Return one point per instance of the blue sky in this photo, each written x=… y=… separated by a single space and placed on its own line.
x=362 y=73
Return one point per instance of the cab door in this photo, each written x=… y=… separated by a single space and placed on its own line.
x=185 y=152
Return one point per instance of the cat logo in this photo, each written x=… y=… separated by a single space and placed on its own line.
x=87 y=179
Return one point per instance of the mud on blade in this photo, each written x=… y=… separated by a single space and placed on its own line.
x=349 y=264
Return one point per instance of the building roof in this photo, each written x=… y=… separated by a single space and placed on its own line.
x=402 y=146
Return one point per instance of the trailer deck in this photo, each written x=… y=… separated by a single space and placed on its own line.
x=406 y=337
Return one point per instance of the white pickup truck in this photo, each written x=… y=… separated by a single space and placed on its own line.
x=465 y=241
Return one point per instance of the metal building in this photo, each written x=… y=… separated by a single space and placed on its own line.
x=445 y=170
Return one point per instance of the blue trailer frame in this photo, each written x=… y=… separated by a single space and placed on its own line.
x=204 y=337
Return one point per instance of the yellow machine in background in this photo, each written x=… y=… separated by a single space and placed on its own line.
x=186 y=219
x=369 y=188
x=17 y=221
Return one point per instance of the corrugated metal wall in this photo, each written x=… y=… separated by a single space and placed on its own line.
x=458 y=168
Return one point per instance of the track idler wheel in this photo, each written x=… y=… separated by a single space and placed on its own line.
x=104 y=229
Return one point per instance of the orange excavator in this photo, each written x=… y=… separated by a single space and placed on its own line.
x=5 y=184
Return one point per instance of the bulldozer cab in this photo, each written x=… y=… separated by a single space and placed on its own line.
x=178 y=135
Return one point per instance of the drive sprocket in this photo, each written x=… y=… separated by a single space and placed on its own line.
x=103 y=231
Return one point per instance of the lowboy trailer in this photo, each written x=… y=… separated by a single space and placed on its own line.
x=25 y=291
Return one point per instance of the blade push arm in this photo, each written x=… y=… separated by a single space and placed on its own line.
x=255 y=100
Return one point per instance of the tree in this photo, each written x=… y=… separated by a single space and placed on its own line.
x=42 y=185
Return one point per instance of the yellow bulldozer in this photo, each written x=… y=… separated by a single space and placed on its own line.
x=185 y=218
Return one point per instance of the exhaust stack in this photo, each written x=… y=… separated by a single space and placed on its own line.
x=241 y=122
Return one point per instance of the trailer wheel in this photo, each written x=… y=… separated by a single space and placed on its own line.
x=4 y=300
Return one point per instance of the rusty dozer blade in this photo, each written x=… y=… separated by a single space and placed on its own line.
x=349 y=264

┄┄┄┄┄┄

An exact repetition of all the entries is required.

SOLUTION.
Return one point per instance of the blue sky in this photo, each written x=… y=… separated by a single space and placed on its own line.
x=362 y=73
Return one point per instance of the cab door in this photo, each written x=… y=… separated by a single space and placed on its own line.
x=185 y=152
Return one point per instance of the cat logo in this photo, each written x=… y=… separated by a single space and placed on its own line.
x=87 y=179
Return one point per instance of the mud on blade in this photo, each written x=… y=… separated by a single space and placed on its own line.
x=349 y=264
Return one point per instance of the building roof in this photo, each written x=… y=… separated by a single space and placed on its own line.
x=402 y=146
Return one point per instance of the trailer deck in this photo, each written x=… y=… separated by a single space and placed on its own line.
x=406 y=337
Return one point per instance of the white pickup truck in this photo, each written x=… y=… separated by a single space and placed on its own line.
x=465 y=241
Return one point per instance of the metal building in this photo, each written x=… y=… separated by a single space and placed on its own line.
x=445 y=170
Return one point per instance of the blue trailer frame in this photo, each written x=… y=… separated by a single space and placed on its own line.
x=204 y=337
Return one point per instance of the yellow machine in background in this photo, each written x=… y=… separated by a single space and placed on its own line.
x=186 y=219
x=369 y=188
x=17 y=221
Return one point per instance of the corrugated metal wall in this photo, each written x=… y=… separated by a single space and placed on its own line.
x=458 y=168
Return one point per instance of the track idler wheel in this photo, each written x=… y=… separated by a single space and placed on its own line.
x=104 y=229
Return one point per instance of the orange excavator in this photo, each written x=… y=… separated by a single space and placed on its own line.
x=5 y=184
Return one point per instance of the bulldozer cab in this photo, each written x=… y=… separated by a single space and placed on its own line.
x=178 y=135
Return one point per instance of the drive sprocket in this photo, each written x=… y=… separated by a single space and placed on its own line.
x=103 y=231
Return one point per instance of the lowboy trailer in this photo, each written x=… y=… separated by a single space and placed on its own line.
x=25 y=291
Return one point per instance of the blade push arm in this photo, each written x=… y=… separated by a single space and placed on its own line.
x=255 y=100
Return one point per instance of the tree in this photo, each written x=… y=… separated by a single space and placed on its own line.
x=42 y=185
Return one point per instance of the yellow bulldozer in this photo, each written x=… y=… separated by a single space and placed on its own line.
x=185 y=218
Return one point per instance of the exhaust stack in this photo, each written x=… y=… separated by a single space and placed on its own line.
x=241 y=122
Return one point per instance of the trailer wheel in this photo, each written x=… y=… separated by a single space and placed on its own line.
x=4 y=300
Return one point per instance of the rusty dozer blade in this photo, each written x=… y=… separated by a single space and placed on its own line.
x=349 y=264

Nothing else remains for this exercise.